**** SOURCE MATERIAL

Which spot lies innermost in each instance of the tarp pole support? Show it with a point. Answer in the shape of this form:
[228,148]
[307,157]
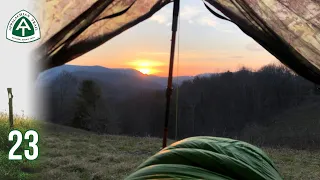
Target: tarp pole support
[176,9]
[10,96]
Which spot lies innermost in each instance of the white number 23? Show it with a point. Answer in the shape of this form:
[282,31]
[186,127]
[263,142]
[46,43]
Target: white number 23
[32,144]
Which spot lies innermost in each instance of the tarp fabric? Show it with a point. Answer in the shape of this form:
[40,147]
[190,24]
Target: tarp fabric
[208,158]
[288,29]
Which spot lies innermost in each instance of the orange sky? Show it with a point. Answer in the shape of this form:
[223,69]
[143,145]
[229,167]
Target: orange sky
[206,44]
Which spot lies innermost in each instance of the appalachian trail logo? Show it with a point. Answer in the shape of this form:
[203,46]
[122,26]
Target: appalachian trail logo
[23,28]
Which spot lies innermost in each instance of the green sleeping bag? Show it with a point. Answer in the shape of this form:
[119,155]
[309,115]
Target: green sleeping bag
[208,158]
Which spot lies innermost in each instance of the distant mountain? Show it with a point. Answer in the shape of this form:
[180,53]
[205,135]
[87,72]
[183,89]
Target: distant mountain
[116,77]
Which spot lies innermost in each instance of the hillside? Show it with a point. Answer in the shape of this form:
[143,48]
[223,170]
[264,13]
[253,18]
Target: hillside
[68,153]
[297,127]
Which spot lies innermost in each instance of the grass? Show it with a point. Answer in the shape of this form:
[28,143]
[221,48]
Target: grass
[68,153]
[16,169]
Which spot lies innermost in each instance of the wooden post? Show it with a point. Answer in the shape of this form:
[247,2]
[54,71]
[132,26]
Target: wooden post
[10,96]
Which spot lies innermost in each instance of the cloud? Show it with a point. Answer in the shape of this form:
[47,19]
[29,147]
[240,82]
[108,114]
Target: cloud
[254,47]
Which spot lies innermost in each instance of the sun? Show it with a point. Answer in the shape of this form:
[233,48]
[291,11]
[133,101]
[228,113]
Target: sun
[145,70]
[146,66]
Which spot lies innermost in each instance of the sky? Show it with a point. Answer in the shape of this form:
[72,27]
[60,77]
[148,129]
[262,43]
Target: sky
[15,67]
[206,44]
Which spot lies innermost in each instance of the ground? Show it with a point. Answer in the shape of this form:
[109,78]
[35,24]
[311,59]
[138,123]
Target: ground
[68,153]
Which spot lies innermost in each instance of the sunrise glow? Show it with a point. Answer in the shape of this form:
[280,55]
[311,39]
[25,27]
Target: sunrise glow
[146,66]
[145,70]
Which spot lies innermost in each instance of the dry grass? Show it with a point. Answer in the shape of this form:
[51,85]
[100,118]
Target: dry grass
[15,169]
[73,154]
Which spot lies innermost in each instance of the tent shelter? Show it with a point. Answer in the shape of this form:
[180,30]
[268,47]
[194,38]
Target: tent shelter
[288,29]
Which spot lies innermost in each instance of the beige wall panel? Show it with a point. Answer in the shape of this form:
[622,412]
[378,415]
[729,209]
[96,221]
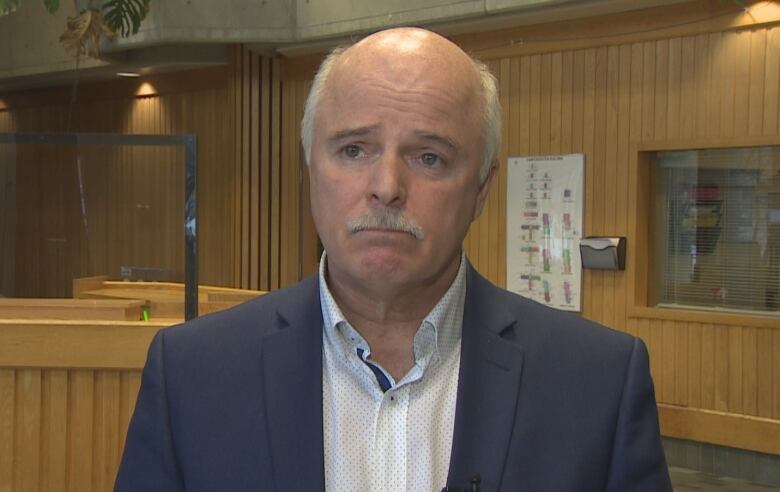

********

WORK TASK —
The records above should be returned word for word, with every picture left out.

SOLVED EXERCISE —
Which spot lies innermost in each instance of the tarp pole support? Show it with a point. Answer in the shape of this form:
[228,148]
[307,157]
Target: tarp pole support
[176,9]
[10,96]
Which spot lies innermost in each instance of the white number 23? Show it with a point. Answer in the shape of this form:
[282,31]
[186,127]
[263,142]
[46,43]
Target: white number 23
[32,144]
Which spot lies innermost in each instance of the tarp fabric? Show it with a point. Answer in the shape of this form:
[40,147]
[190,24]
Target: tarp fabric
[208,158]
[288,29]
Which spot lies innermost in each instance of the orange sky? Show it with a point. Answer in the shape of this form:
[223,69]
[143,145]
[229,167]
Target: orange sky
[206,44]
Which spot lies innermost in each instance of the appalachian trail logo? Show it with a point. Answer in the shape of this form:
[203,46]
[122,26]
Target: appalachian trail logo
[23,28]
Which spot lies innermost in each instance of the green sleeping bag? Show it with a point. Answer in the shape of this form:
[119,155]
[309,115]
Target: green sleeping bag
[208,158]
Which spot lies innermost in each instance of the distant mountain? Show it with a point. Answer in the shape of this form:
[180,53]
[205,135]
[87,72]
[183,89]
Target: distant mountain
[116,77]
Which spot lies innermost in each instance of the hillside? Show it with a point. Answer in the shape of this form:
[143,48]
[223,170]
[264,13]
[253,18]
Target: hillside
[68,153]
[297,127]
Which spot lies innermost in each instance of the grass? Show it with a point. Answer in the shape of this form:
[28,143]
[221,48]
Target: grass
[68,153]
[16,169]
Which spot lies innermost in each instance of the wooden post? Show it with a point. Answer in the shape of this form:
[247,2]
[54,71]
[132,26]
Target: wooden post
[10,96]
Which spot lies innermost in each instance of the cloud? Show it with a point. Answer in the shape of this form:
[47,19]
[29,147]
[240,82]
[108,114]
Target: cloud
[254,47]
Which spot lies innermost in each instance of the sun? Show it with a point. Answer in the shape of this form:
[233,48]
[291,11]
[133,101]
[228,113]
Target: sun
[145,70]
[146,66]
Which spot lies innermost in each instance of the sky? Show it with a point. Answer in the shape of this form:
[72,27]
[60,77]
[148,129]
[262,43]
Target: sky
[15,67]
[206,44]
Which spot lies innermost in each instance of the ground? Show it with a point. Answer in the shape of this form:
[109,78]
[35,24]
[311,59]
[138,123]
Target: ground
[68,153]
Which spot lies innermost in each instance of the sunrise glow? Show it with a point. Answer in the shape of this form:
[280,55]
[311,39]
[25,27]
Target: sunrise glow
[146,66]
[145,70]
Which spot lies innermost in each instance of the dry grass? Show it with a point. Answer in the shape of this form:
[51,85]
[100,118]
Target: dry grass
[15,169]
[73,154]
Which spot lies innermost in each instance of the tent shelter? Show it with a point. Answer in the shape of this form:
[180,30]
[268,47]
[194,38]
Target: tent shelter
[288,29]
Which spot lies innermost in each instance of the beige wall panel? Show it with a point. Answer in the shape of this form:
[622,412]
[378,415]
[729,209]
[96,221]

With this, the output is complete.